◆ **GIVEN PROBLEM**: Count the lines in the rows below that contain the word "Target", treating upper and lower case as different. Reply with the number only.

◆ **ENTRIES PROVIDED**:
— START —
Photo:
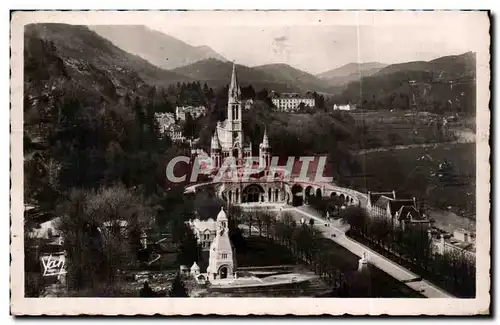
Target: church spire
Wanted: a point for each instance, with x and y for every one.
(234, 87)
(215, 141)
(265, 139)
— END —
— START —
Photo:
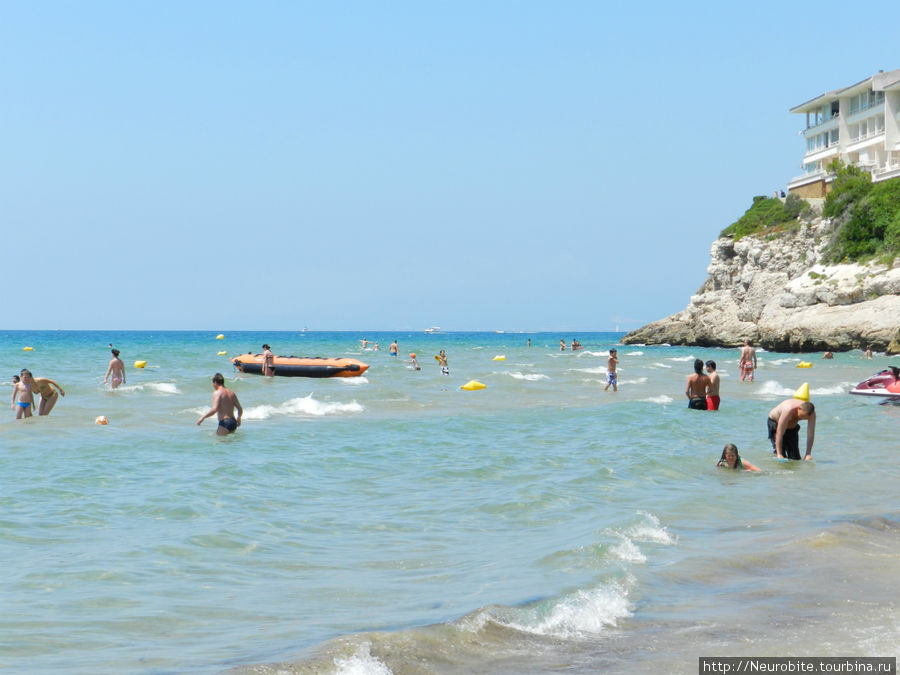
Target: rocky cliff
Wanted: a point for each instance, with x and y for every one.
— END —
— START —
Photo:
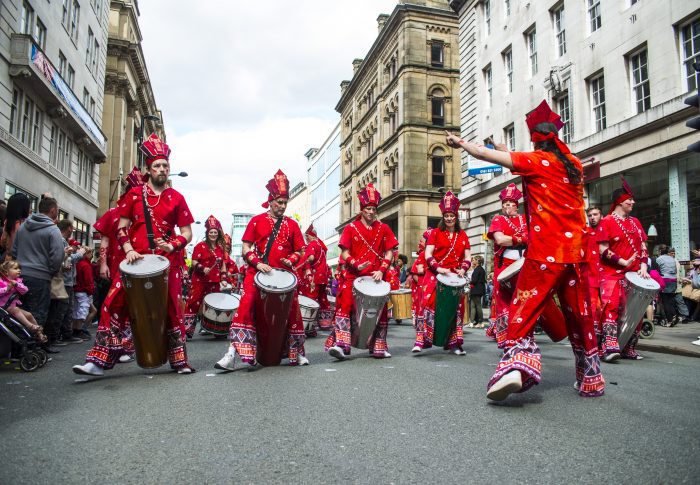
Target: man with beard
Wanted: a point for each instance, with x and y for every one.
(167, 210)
— END —
◆ **FINAL RESULT**: 3